### [INPUT DATA]

********************

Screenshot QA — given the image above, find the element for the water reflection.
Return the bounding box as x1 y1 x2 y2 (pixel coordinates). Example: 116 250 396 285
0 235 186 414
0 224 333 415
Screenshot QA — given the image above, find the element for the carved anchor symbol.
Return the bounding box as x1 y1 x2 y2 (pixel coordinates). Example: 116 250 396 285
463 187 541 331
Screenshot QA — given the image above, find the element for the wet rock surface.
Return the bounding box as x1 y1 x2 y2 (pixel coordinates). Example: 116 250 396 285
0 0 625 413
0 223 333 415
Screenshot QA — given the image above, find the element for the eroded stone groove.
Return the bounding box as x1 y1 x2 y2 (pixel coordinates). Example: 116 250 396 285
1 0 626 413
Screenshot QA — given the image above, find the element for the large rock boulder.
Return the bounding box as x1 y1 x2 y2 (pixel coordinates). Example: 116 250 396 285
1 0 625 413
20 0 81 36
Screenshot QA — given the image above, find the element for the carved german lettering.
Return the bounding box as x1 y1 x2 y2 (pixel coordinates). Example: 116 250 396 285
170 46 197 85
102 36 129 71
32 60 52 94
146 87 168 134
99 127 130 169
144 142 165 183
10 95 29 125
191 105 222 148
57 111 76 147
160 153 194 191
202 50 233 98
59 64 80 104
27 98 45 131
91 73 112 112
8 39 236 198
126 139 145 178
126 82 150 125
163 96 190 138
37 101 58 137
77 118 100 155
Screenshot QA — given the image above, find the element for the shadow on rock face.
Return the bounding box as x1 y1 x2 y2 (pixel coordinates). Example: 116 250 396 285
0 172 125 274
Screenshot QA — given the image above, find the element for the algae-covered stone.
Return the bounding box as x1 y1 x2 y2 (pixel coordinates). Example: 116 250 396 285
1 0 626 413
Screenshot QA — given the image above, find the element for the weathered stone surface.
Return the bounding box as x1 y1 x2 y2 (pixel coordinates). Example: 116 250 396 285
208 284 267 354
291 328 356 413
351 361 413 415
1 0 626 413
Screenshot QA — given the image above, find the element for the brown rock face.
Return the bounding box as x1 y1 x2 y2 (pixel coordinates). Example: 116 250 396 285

********************

### [EXERCISE REQUIREMENTS]
Please transcribe the entire listing exactly as given.

### [RESPONSE TO THIS EXERCISE]
Screenshot QA — given the image above, find the element for the water reflection.
Return the bounding box as x1 y1 x2 y2 (pixel coordinates). Example: 116 250 396 285
0 235 186 414
0 224 333 415
Screenshot QA — given the image above, find the element for the carved anchor symbol.
Return the bounding box as x1 y1 x2 y2 (pixel coordinates). Example: 116 250 396 285
463 187 541 331
Screenshot QA — given the image above, find the element for the wet rock surface.
Return the bounding box as x1 y1 x2 y2 (pixel coordinates). Example: 116 250 396 285
0 0 625 413
0 223 333 415
Screenshot QA — given the image above, find the element for the eroded stone groove.
Return the bounding box as x1 y1 x2 y2 (pixel coordinates). Example: 116 250 396 285
1 0 626 413
Screenshot QA — given the image above, find the element for the large rock boulder.
Return the bounding box as x1 y1 x2 y2 (pixel coordinates). Example: 116 250 396 285
1 0 625 413
20 0 81 36
Screenshot QA — given the image above, find the element for the carved german lettering.
Return the bounding box as x1 y1 x2 y2 (pixel coordinates). Example: 116 250 396 285
170 46 197 85
102 36 129 71
32 60 52 94
146 87 168 134
99 127 130 169
144 142 165 183
10 95 29 125
191 105 222 148
57 111 76 147
160 153 194 191
202 50 233 98
59 64 80 104
27 98 45 131
91 73 112 112
8 39 236 198
126 139 145 178
126 82 150 125
163 96 190 138
37 101 58 137
77 118 100 155
Screenshot QA — given the image above, find the element for the shadow on rock face.
Return the bounding box as x1 y1 x2 y2 (pixel coordinates). Example: 116 250 396 285
0 172 125 274
Screenshot QA — given the image above, find the element for the algae-covered stone.
Return the bounding box as x1 y1 x2 y2 (pixel coordinates). Example: 116 250 396 285
1 0 626 413
Screenshot QA — given the image above, find the element for the weathered stone surface.
Return the bounding box as x1 y1 x2 y2 (pixel coordinates). Example: 116 250 396 285
208 284 267 354
291 328 356 413
351 361 413 415
1 0 626 413
Screenshot QA — given the image above, find the element for the brown rock face.
Return the bounding box as x1 y1 x2 y2 (pixel coordinates). Example: 116 250 396 285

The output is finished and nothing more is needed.